» Passage shown:

* * * * *

# Did you give your pup a middle name?



## Quincymom (Oct 17, 2004)

The vet thought I was nuts with the first pup, now when I brought the third in they just asked me for his whole name!
My first Maltese was named Oliver Albert. He seemed like such a person he sort of acquired a middle name.
My second puppy we named Quentin Oliver, we call him Quincy; and my new baby (13 weeks old) is named Jonas Oliver. We wanted to keep Oliver in their names as a sort of memorium.
Anyone else have middle names?
Quincymom


----------



## k/c mom (Oct 9, 2004)

> _Originally posted by Quincymom_@Nov 9 2004, 07:22 PM
> *The vet thought I was nuts with the first pup, now when I brought the third in they just asked me for his whole name!
> My first Maltese was named Oliver Albert. He seemed like such a person he sort of acquired a middle name.
> My second puppy we named Quentin Oliver, we call him Quincy; and my new baby (13 weeks old) is named Jonas Oliver. We wanted to keep Oliver in their names as a sort of memorium.
> ...


[/QUOTE]

Oh yes, Kallie is "Miss Kallie Belle" and Catcher is "Catcher Block" after the male lead in one of my favorite movies, "Down With Love".


----------



## joe (Jan 5, 2003)

Sampson = "Moonstar" - I love the moon
Maggie = "Adara" - is a Greek name for beauty


----------



## k/c mom (Oct 9, 2004)

> _Originally posted by Quincymom_@Nov 9 2004, 07:22 PM
> *The vet thought I was nuts with the first pup, now when I brought the third in they just asked me for his whole name!
> My first Maltese was named Oliver Albert. He seemed like such a person he sort of acquired a middle name.
> My second puppy we named Quentin Oliver, we call him Quincy; and my new baby (13 weeks old) is named Jonas Oliver. We wanted to keep Oliver in their names as a sort of memorium.
> ...


[/QUOTE]

Hi Quincymom, I don't believe I've heard you mention how your new baby Jonas is doing... how are he and Quincy getting along, etc. ?


----------



## Sunshine (Aug 20, 2004)

Abby is "Kevanthe Abigail Windsor"n - suits her... she thinks she's royalty at times!!

* * * * *

» Given information:
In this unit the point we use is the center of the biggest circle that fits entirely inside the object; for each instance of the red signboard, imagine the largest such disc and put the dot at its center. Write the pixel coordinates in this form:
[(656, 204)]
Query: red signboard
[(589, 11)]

* * * * *

» What is asked:
- a) Answer these from the middle-name thread, one answer per line, marked the same way:
(i) What breed was Quincymom's first dog?
(ii) Which movie does k/c mom name as the source of Catcher's middle name?
(iii) According to joe, what does "Adara" mean?
- b) Decide whether each statement agrees with the middle-name thread. Answer yes or no, and quote the words that decide it.
(i) Jonas was 13 weeks old when Quincymom posted.
(ii) Sampson's middle name is "Adara."
(iii) Kallie goes by "Miss Kallie Belle."
- c) Rewrite the part of the middle-name thread that opens with the words containing "Hi Quincymom, I" and closes with "royalty at times!!", changing "royalty" to "a princess".

» Answers to the exercises:
- a)
(i) Maltese
(ii) "Down With Love"
(iii) It is a Greek name for beauty.

- b)
(i) Yes: "my new baby (13 weeks old) is named Jonas Oliver"
(ii) No: "Sampson = "Moonstar" - I love the moon"
(iii) Yes: "Kallie is "Miss Kallie Belle""

- c)
Hi Quincymom, I don't believe I've heard you mention how your new baby Jonas is doing... how are he and Quincy getting along, etc. ?


----------



## Sunshine (Aug 20, 2004)

Abby is "Kevanthe Abigail Windsor"n - suits her... she thinks she's a princess at times!!